_YOUR INSTRUCTIONS_
Answer these questions from the research building announcement:
1. How many stories will the new research facility have?
2. In what year is the building to be completed?
3. In what year did the NIH propose its roadmap?

_GIVEN PASSAGE_
------------------------------------------------------------------------

2004

Cincinnati Children's Announces New Research Building

Unique Design Intended to Foster Collaboration and Improve Child Health

Cincinnati Children's Hospital Medical Center today announced that it will build a new, 11-story research facility on its main campus.

The new building will have 33,000 square feet of space on each floor and 363,000 total square feet. It will house laboratories, other special research facilities, clinical faculty offices and the Center for Computational Medicine, which was funded last fall with a grant of $25.2 million from the state of Ohio's Third Frontier Project. When the building is completed in 2007, Cincinnati Children's will have 880,500 square feet of research space on its main campus.

"This new facility will provide the lab and office space we need to expand our research programs and recruit new clinical faculty," says James M. Anderson, president and CEO of Cincinnati Children's. "It is a pivotal project in our history."

The research building will be designed to foster collaboration among various scientific disciplines. Groups will be clustered geographically by broad, overlapping interests and themes rather than by academic department or division. For example, researchers from the divisions of immunology and molecular immunology may share space with scientists from hematology / oncology, allergy, rheumatology and other divisions who study the immune system or whose diseases have an important immune component. In the past, divisions and departments would reside in self-contained "silos."

"The hope is that geographical clustering will increase collaborative interactions among faculty in different divisions and departments as well as clinical and basic scientists," says David Williams, MD, director of Experimental Hematology at Cincinnati Children's. "This innovative design will provide a fertile, synergistic environment that fosters increased productivity, increases our National Institutes of Health (NIH) grant funding and enables Cincinnati Children's to achieve its mission of being the leader in improving child health. The design process included many hours of work by a dedicated group of faculty leaders and input from all areas of the research and clinical operations of our institution."

In 2003, the NIH proposed a roadmap that requires "collaborative efforts from individuals with different training and expertise in order for the potential benefits to health and medical care to come to fruition." Cincinnati Children's, however, has been a step ahead of the NIH in this endeavor -- a step that has allowed Cincinnati Children's to win many large NIH grants that are driving translational research (research that can be taken from the laboratory bench to the bedside).

------------------------------------------------------------------------

(Excerpts from a dataset)
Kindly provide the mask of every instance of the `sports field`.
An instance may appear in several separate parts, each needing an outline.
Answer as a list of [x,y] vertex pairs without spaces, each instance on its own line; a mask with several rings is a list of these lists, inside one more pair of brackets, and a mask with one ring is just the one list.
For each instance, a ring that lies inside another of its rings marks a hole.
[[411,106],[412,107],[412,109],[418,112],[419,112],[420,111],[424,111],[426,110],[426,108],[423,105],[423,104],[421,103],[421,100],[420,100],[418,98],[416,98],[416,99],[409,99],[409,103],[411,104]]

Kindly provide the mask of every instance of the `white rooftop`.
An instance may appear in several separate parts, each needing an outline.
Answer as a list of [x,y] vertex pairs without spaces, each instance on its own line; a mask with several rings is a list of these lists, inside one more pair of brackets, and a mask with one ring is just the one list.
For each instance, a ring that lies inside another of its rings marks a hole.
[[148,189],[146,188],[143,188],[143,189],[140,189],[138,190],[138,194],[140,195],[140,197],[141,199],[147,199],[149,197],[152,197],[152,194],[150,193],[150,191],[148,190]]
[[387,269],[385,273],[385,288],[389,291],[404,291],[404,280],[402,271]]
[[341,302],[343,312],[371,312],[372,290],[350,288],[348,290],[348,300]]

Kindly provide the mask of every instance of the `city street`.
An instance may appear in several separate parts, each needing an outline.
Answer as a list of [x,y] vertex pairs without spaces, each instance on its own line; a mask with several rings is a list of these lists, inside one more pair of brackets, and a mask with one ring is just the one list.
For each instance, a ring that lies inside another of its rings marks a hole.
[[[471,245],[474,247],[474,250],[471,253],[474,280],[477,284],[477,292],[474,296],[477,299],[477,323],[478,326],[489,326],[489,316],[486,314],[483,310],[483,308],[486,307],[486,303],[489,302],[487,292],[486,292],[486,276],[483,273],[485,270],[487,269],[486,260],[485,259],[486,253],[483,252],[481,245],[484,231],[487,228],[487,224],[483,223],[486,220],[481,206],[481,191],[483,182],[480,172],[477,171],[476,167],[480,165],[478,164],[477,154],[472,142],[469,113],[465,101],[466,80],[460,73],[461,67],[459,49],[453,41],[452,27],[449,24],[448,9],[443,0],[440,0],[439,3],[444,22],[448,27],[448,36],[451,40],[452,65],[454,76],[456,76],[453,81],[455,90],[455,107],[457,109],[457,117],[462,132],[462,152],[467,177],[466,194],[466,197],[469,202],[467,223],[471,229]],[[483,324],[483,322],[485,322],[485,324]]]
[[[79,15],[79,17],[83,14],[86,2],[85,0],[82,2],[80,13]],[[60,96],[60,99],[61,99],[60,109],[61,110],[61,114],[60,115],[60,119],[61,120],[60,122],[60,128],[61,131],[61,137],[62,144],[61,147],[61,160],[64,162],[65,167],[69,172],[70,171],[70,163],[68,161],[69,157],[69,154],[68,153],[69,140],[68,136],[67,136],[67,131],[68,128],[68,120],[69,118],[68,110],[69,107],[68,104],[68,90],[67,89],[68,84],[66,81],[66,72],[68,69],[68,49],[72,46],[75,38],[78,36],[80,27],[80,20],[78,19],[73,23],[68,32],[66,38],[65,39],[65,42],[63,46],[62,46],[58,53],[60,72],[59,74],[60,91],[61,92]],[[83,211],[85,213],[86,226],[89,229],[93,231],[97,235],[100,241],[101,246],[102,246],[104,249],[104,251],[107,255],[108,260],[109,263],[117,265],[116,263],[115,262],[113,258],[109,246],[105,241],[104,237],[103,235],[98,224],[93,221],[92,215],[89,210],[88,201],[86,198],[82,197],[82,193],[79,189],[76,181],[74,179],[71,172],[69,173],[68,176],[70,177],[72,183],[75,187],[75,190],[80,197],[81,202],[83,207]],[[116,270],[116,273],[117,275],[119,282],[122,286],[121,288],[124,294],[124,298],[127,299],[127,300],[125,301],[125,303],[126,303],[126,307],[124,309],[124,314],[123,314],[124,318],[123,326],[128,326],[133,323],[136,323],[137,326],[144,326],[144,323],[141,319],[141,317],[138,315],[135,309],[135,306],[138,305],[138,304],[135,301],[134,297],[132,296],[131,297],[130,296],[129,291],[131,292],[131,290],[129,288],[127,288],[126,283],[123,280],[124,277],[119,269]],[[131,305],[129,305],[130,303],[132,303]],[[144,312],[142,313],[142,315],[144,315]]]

------------------------------------------------------------------------

_EXERCISE ANSWER_
1. 11
2. 2007
3. 2003